Required action – Retype the stretch of the genome-at-home post from "Well, we got" through "what it means." word for word, keeping every character as it appears.

Source text –
____

Well, we got there, didn’t we?  And when I say “we”, I mean “Illumina”.  The $1000 genome is clearly here.  This has been a goal of genomics for so long, that we are left asking – what’s next?  If any of you are thinking “The $100 genome!” then please leave this blog now – you’re not welcome.  Obvious changes like this are intellectually bankrupt, and annoy the hell out of me.

The next step is pretty obvious, and I won’t be the first to say this: “Genome at home“.  That should be the next challenge of genomics, the equivalent of “The $1000 genome”.  And when I say “Genome at home”, I mean everything at home – sequencing and analysis.  What we need is technology that can take a sample from a person sitting in their own home, sequence the genome, and upload the data to software sitting on a laptop that can analyse the data and tell the person what it means.

I can already anticipate the comments/emails from companies telling me they can already do this (at least from a software perspective).  Save your “ink” – you can’t.  Keep trying though.

Some people may point towards the MinION USB sequencer, and I thnk this is the closest device to being able to generate a “Genome at home”, but there are three barriers still to be overcome: 1) I don’t think the MinION throughput is human-genome ready yet; 2) sample prep still needs to be done, and you need molecular biology skills to do it; 3) we don’t know how good the data are yet.

Of course, as is true of every technology, the “raw data to clinical interpretation” software doesn’t exist yet, though many are trying.

So there we are – the challenge that I think should replace “The $1000 genome” is “Genome at home“.

____

Provided material –
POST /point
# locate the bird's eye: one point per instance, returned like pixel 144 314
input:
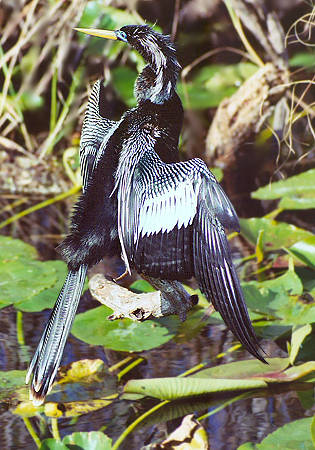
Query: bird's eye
pixel 121 35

____

Response area –
Well, we got there, didn’t we?  And when I say “we”, I mean “Illumina”.  The $1000 genome is clearly here.  This has been a goal of genomics for so long, that we are left asking – what’s next?  If any of you are thinking “The $100 genome!” then please leave this blog now – you’re not welcome.  Obvious changes like this are intellectually bankrupt, and annoy the hell out of me.

The next step is pretty obvious, and I won’t be the first to say this: “Genome at home“.  That should be the next challenge of genomics, the equivalent of “The $1000 genome”.  And when I say “Genome at home”, I mean everything at home – sequencing and analysis.  What we need is technology that can take a sample from a person sitting in their own home, sequence the genome, and upload the data to software sitting on a laptop that can analyse the data and tell the person what it means.